### [TASK DETAILS]
Please rewrite the post on Tesla's V12 from "ChatGPT is the" to "with Human Feedback.", substituting "data pipeline" for "data engine".

### [EXERCISE TEXT]

------------

ChatGPT is the example given by Elon multiple times in relation to V12 though.
And ChatGPT hallucinates for many reasons, the main ones are it's fed lots of data mostly indiscriminately, and the human prompts are sparse and flawed.
V12 is different in that the data is well-massaged / curated with a tight feedback loop on failures with the data engine. V12's data consists of extreme examples to the mundane. Also, there's no flawed human prompts, the "prompts" are the same types of data-rich pixel streams as its training set.
It's worth noting that ChatGPT (GPT 3.5) is trained with Reinforcement Learning with Human Feedback.
But in regards to Tesla's V12. Remember that AlphaGo, AlphaChess, etc. were only possible because there were great chess engines and Go engines beforehand. Crazy Stone, for example, was a Go-playing AI system that played at a professional level. These systems' existence made it possible for the engineers to understand how these systems were achieving professional level and where they could be failing. Then, replicating these algorithms in neural network architectures became possible, which comes with the multiplier improvement that using ML offers, automatically catapulting them to world level.
But if these systems didn't exist, it would have been harder and taken longer for the engineers to replicate what needed to be done in the neural network. Remember, it's the humans who are the ones architecturing these networks, and they architect it based on what they believe is necessary to achieve a particular result. But if they don't know, then they won't be able to assemble a set of architectures that would hit the mark that they are looking for. It would literally be playing darts in pitch darkness.

------------

### [GIVEN ENTRIES]
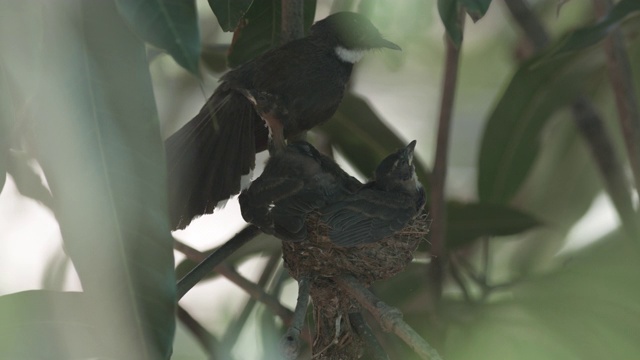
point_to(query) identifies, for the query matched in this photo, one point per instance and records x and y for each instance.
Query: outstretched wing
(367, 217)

------------

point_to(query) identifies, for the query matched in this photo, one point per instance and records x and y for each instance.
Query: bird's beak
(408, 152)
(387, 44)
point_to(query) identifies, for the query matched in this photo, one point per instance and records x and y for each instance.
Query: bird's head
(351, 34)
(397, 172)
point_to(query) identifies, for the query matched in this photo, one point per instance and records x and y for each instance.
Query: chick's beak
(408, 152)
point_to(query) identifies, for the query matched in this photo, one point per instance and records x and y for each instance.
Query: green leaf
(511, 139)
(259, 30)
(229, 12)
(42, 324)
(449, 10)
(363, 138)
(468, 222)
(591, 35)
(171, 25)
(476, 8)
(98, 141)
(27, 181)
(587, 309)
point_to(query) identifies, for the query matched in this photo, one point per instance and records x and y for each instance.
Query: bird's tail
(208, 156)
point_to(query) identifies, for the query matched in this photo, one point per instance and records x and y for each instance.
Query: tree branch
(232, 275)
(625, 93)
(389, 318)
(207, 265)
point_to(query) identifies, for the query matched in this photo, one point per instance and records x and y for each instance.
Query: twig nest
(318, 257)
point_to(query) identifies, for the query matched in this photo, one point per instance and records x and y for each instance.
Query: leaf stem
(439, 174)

------------

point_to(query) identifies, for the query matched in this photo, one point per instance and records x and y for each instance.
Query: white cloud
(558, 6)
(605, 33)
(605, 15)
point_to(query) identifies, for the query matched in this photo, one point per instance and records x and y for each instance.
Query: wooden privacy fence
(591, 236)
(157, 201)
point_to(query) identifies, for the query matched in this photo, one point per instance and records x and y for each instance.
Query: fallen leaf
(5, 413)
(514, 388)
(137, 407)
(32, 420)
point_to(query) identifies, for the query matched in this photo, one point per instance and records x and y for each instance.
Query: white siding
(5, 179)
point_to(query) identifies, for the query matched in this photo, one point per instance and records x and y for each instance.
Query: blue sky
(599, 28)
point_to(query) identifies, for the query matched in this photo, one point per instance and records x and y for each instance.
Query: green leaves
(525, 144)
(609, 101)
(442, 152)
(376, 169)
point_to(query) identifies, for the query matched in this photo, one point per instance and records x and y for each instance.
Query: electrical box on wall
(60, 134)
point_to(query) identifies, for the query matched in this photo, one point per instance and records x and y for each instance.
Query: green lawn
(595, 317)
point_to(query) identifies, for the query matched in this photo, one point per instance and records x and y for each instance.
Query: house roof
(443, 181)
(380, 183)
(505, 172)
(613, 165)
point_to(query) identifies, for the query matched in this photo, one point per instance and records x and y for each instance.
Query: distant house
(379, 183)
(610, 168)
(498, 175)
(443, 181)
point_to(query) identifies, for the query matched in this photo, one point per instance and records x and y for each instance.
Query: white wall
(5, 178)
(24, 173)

------------

### [REPLY]
ChatGPT is the example given by Elon multiple times in relation to V12 though.
And ChatGPT hallucinates for many reasons, the main ones are it's fed lots of data mostly indiscriminately, and the human prompts are sparse and flawed.
V12 is different in that the data is well-massaged / curated with a tight feedback loop on failures with the data pipeline. V12's data consists of extreme examples to the mundane. Also, there's no flawed human prompts, the "prompts" are the same types of data-rich pixel streams as its training set.
It's worth noting that ChatGPT (GPT 3.5) is trained with Reinforcement Learning with Human Feedback.